Point-per-instance localization data:
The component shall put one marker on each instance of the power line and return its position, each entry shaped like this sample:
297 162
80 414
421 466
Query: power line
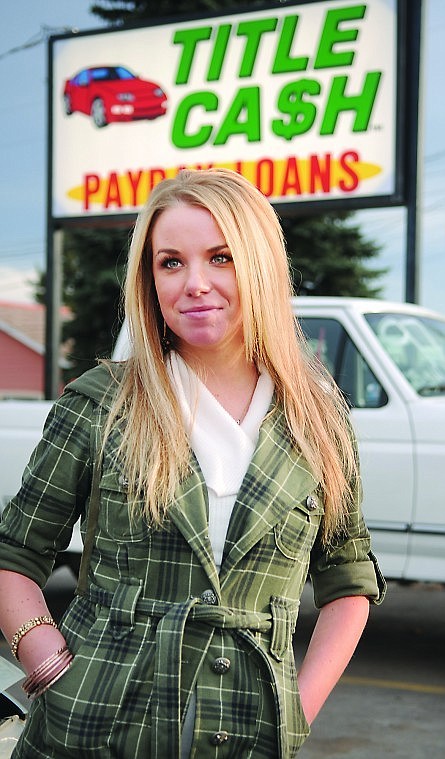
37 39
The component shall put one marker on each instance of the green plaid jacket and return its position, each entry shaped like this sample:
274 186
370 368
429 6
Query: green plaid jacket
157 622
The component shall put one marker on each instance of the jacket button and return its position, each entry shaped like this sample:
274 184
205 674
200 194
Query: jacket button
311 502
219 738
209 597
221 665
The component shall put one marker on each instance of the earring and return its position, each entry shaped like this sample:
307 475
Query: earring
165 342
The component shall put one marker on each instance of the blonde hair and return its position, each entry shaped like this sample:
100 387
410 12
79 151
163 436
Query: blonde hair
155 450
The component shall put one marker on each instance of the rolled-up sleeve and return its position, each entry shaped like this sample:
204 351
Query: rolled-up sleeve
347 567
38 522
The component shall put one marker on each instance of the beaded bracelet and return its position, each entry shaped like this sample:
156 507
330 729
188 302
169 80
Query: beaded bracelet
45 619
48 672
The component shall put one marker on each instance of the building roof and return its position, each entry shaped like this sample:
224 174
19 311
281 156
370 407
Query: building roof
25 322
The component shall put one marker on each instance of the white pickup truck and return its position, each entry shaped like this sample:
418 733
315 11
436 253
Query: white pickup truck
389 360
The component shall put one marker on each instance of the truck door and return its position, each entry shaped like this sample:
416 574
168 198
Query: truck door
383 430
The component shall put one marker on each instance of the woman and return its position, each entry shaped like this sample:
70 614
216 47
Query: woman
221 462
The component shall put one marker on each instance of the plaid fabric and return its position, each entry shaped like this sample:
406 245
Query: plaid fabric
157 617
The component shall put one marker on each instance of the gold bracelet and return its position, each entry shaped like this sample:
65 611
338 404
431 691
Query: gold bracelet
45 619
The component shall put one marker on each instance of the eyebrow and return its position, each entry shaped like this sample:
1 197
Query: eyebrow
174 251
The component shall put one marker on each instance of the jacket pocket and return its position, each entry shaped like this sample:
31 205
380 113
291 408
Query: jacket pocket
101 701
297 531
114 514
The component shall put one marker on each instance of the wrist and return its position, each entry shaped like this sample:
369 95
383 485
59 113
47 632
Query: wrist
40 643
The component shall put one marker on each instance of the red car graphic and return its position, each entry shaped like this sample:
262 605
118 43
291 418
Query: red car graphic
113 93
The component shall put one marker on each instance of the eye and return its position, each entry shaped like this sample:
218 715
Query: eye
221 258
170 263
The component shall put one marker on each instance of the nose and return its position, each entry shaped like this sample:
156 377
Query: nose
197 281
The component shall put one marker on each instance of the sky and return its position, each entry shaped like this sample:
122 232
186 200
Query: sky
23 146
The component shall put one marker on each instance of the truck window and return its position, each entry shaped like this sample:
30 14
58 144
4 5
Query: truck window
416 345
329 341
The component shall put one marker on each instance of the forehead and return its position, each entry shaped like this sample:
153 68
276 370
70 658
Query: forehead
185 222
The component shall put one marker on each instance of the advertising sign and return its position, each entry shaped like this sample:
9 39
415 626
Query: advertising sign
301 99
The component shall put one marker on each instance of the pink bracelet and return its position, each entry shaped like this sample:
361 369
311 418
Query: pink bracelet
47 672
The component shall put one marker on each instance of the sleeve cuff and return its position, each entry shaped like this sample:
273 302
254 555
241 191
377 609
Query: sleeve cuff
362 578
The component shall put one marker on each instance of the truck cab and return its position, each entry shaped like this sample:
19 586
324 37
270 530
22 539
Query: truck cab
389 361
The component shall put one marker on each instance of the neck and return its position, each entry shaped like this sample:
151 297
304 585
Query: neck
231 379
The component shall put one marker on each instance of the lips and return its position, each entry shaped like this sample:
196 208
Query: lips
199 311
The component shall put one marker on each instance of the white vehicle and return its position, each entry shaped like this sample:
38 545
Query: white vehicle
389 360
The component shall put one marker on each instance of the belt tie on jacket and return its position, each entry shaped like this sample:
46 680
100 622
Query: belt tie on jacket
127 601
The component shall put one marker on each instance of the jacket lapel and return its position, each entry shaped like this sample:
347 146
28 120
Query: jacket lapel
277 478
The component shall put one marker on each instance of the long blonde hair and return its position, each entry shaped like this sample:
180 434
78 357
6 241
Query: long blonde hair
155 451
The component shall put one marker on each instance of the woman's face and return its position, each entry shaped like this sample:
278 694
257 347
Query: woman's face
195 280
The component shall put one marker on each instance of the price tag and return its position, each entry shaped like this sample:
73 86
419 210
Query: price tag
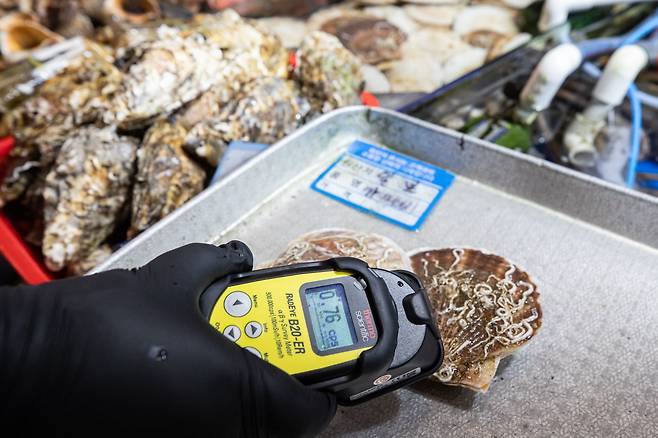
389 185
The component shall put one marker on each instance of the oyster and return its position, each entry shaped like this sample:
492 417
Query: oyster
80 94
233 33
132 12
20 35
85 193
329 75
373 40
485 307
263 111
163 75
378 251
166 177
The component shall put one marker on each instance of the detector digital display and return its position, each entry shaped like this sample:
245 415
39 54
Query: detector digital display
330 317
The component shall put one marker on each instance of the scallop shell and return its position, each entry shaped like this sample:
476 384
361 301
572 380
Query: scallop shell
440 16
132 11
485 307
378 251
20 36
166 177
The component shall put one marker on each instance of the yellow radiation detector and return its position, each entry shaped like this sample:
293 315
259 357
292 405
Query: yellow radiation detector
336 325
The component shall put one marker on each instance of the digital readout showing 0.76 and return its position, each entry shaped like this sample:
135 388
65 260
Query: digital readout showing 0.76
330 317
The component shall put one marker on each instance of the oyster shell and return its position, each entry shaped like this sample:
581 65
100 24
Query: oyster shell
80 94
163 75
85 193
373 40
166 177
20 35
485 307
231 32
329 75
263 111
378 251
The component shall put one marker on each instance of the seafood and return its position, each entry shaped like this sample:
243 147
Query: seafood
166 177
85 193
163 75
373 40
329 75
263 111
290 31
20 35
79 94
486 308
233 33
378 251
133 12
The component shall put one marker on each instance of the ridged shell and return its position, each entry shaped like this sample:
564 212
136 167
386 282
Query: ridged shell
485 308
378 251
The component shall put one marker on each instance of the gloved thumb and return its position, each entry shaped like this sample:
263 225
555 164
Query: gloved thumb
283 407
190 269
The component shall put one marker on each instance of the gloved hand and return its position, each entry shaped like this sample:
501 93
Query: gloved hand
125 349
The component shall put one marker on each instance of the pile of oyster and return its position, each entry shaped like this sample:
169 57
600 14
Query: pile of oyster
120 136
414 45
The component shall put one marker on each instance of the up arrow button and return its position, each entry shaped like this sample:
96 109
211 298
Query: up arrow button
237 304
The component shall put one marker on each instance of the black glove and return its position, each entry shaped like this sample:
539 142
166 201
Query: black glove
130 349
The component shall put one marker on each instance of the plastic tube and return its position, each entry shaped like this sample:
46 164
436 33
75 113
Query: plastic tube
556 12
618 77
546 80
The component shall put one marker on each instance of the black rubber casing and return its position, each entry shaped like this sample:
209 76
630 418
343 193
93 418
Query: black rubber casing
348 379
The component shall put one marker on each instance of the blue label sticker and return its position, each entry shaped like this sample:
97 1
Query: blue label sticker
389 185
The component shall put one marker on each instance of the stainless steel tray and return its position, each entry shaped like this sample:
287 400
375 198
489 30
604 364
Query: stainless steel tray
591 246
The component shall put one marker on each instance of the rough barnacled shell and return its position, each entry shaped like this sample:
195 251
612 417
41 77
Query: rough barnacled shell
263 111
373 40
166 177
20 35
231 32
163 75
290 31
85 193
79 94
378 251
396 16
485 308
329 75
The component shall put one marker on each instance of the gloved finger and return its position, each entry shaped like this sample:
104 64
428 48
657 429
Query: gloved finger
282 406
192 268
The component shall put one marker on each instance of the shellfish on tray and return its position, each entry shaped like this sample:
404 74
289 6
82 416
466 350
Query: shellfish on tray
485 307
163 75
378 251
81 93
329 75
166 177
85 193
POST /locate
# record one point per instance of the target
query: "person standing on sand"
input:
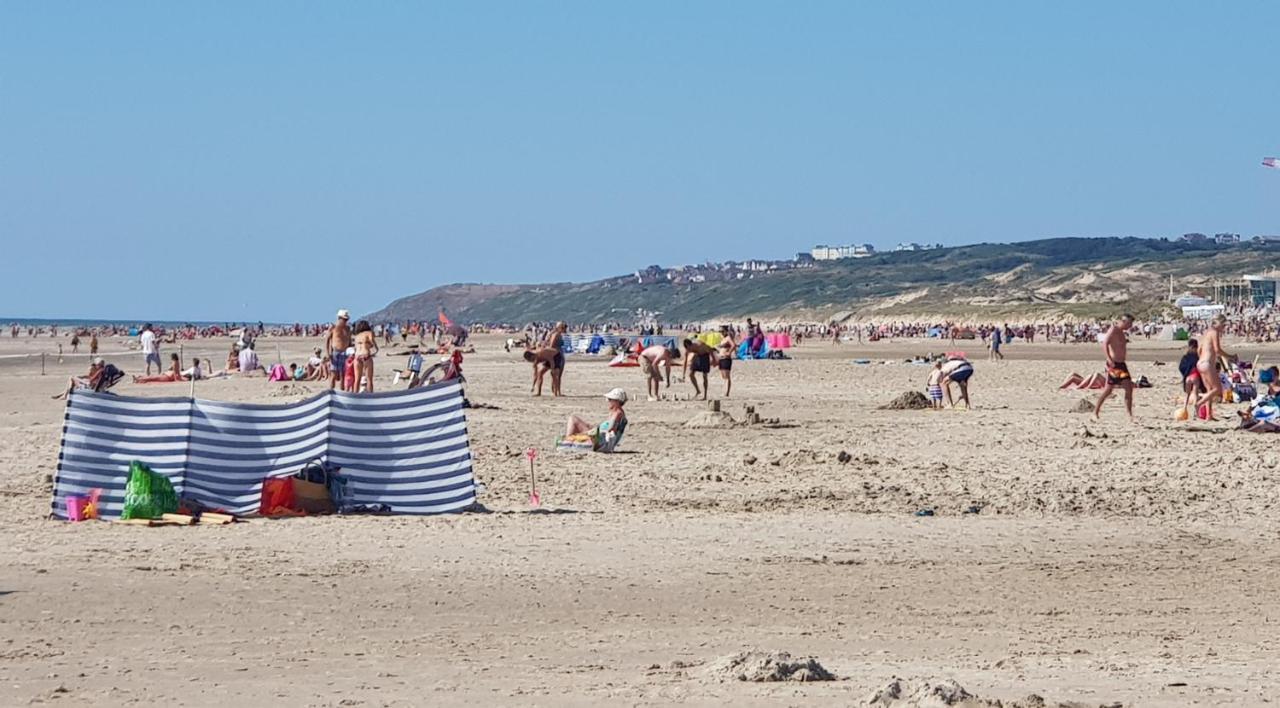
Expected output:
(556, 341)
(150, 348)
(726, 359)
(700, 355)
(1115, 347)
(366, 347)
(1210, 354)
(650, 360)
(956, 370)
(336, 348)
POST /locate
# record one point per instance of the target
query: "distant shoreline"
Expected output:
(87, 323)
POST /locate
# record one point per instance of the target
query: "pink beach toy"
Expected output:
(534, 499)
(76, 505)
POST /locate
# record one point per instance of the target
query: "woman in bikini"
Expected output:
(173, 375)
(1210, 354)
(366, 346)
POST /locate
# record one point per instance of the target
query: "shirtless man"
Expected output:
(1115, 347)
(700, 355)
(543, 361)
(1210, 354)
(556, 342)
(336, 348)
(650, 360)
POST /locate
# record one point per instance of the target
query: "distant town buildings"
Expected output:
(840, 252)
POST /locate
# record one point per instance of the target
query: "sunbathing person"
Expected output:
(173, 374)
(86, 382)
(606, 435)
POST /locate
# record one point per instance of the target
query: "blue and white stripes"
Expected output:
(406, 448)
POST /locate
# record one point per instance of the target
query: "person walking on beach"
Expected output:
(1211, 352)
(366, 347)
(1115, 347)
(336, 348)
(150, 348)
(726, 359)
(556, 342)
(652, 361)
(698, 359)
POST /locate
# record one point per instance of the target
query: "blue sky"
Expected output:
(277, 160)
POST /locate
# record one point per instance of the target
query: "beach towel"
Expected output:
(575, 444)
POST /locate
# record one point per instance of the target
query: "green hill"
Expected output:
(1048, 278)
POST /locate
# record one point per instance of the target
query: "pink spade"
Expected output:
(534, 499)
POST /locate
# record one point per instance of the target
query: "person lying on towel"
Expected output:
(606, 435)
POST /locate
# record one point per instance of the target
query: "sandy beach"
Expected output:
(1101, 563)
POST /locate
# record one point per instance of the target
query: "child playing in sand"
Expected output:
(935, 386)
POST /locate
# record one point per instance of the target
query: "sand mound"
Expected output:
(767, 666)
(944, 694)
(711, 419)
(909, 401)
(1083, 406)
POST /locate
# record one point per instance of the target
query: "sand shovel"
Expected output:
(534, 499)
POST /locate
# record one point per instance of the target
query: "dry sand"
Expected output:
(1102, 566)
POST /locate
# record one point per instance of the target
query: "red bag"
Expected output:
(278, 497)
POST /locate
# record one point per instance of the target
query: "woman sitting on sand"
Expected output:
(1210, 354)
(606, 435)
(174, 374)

ABOUT THIS TASK: All that is needed is an exact copy of the lines from the top of the entries through the line containing "the white pickup", pictures left out.

ANSWER FOR THE TASK:
The component shall put one marker on each instance of the power line and return its position, each entry shaped like this sample:
297 162
80 414
421 466
Query: power line
37 39
The component shall put one marker on each instance of the green plaid jacket and return its position, each entry shaped like this sample:
274 186
370 368
429 6
Query: green plaid jacket
157 622
The component shall put one marker on each instance of the jacket button and return its position, each entry shaped like this sample:
274 184
205 674
200 194
Query: jacket button
311 502
219 738
209 597
221 665
The component shall put one marker on each instance of the earring and return its position, each entry shaped like this sample:
307 475
Query: earring
165 342
The component shall put one marker on each instance of the blonde hair and return its position, each entry shaped like this sample:
100 387
410 12
79 151
163 436
Query: blonde hair
155 450
The component shall put one marker on each instance of the rolled-up sleeve and return its position, each entry shaped like this sample:
204 351
Query: rolled-up sleeve
347 567
38 522
The component shall put one marker on each instance of the beaded bracelet and return its position, each entry shaped like this sample:
156 507
330 729
188 302
169 80
Query: beaded bracelet
45 619
48 672
The component shall put one marker on each instance of the building roof and return its position, each entry shaped like this sample:
224 174
19 311
281 156
370 407
Query: building roof
25 322
The component shall put one marker on each instance of the white pickup truck and return its position, each entry shaped like this sample:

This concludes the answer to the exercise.